:: Source text ::
#####

Reference no: EM131395120

Problem 1: Consider the partial simplex tableau shown below:

BC	20	30	25	0	0	0
BV	X1	X2	X3	S1	S2	S3	Value
	3	0	1	1	-2	0
	1	1	0	0	1	0
	-5	0	0	-2	4	1
Zj
Cj - Zj

a) What is the current solution given in the tableau?

X1 = ____, X2 = ____, X3 = ____, S1 = ____, S2 = ____, S3 = ____, Z = ____,

b) Is the given solution optimal? If not, what is the optimal solution?

X1 = ____, X2 = ____, X3 = ____, S1 = ____, S2 = ____, S3 = ____, Z = ____,

c) In the above tableau, what are the non basic variables?

d) In the optimal tableau, what are the basic variables?

#####

:: Entries supplied ::

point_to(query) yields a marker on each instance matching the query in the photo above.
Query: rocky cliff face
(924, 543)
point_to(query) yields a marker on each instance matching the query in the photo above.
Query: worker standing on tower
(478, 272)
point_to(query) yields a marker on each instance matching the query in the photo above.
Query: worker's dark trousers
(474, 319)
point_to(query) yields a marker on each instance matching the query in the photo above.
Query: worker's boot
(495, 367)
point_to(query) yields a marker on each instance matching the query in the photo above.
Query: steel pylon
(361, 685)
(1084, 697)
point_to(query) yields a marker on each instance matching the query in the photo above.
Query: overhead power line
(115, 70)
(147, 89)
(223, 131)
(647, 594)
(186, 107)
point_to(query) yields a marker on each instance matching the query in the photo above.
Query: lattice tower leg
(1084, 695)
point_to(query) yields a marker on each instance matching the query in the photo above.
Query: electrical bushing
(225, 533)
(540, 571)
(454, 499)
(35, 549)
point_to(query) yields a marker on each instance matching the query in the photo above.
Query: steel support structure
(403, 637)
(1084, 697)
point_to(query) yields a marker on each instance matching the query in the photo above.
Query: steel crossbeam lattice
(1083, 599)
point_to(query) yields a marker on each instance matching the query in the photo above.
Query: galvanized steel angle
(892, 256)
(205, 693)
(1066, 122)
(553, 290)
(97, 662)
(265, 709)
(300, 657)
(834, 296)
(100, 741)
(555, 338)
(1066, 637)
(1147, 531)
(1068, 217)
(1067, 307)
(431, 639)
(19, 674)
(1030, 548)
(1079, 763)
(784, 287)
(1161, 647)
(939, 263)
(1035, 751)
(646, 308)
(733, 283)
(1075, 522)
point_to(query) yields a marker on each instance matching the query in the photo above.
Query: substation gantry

#####

:: Set of tasks ::
(A) What reference number does the simplex tableau problem give?
(B) Return the part of the simplex tableau problem starting at "Problem 1: Consider" and ending at "in the tableau?".
(C) Write the next part of the simplex tableau problem, picking up after its final line.

:: Answer set ::
(A) EM131395120

(B)
Problem 1: Consider the partial simplex tableau shown below:

BC	20	30	25	0	0	0
BV	X1	X2	X3	S1	S2	S3	Value
	3	0	1	1	-2	0
	1	1	0	0	1	0
	-5	0	0	-2	4	1
Zj
Cj - Zj

a) What is the current solution given in the tableau?

(C)
Problem 2: The manager of a very busy bank branch has estimated the requirements for bank tellers between 10 and 18 tellers, depending on the time of the day. The branch opens between 9:00 AM and 5:00 PM. At present the branch employs 12 full-time tellers who are allowed one hour lunch break (Half of the full-timers eat at 11 AM, and the other half at noon.) The Table below indicates the estimated number of tellers needed at various hours of the day.

Time Period	9-10 AM	10-11 AM	11-Noon	Noon-1 PM	1-2 PM	2-3 PM	3-4 PM	4-5 PM
Tellers Required	10	12	14	16	18	17	15	10

The branch is considering hiring part time tellers who must work exactly four hours per day and they can start any hour between 9:00 AM and 1:00 PM. The bank policy limits total part time hours to a maximum of 50% of the day's total teller requirement (i.e. 112.) The part-timers are paid $8:00 per hour or $32:00 per day on average, and full-timers earns $100:00 per day, on average. The bank seeks an advise to minimize the tellers cost. It will release one or more of its full time tellers if it is profitable to do so. Formulate the model to help solving this problem.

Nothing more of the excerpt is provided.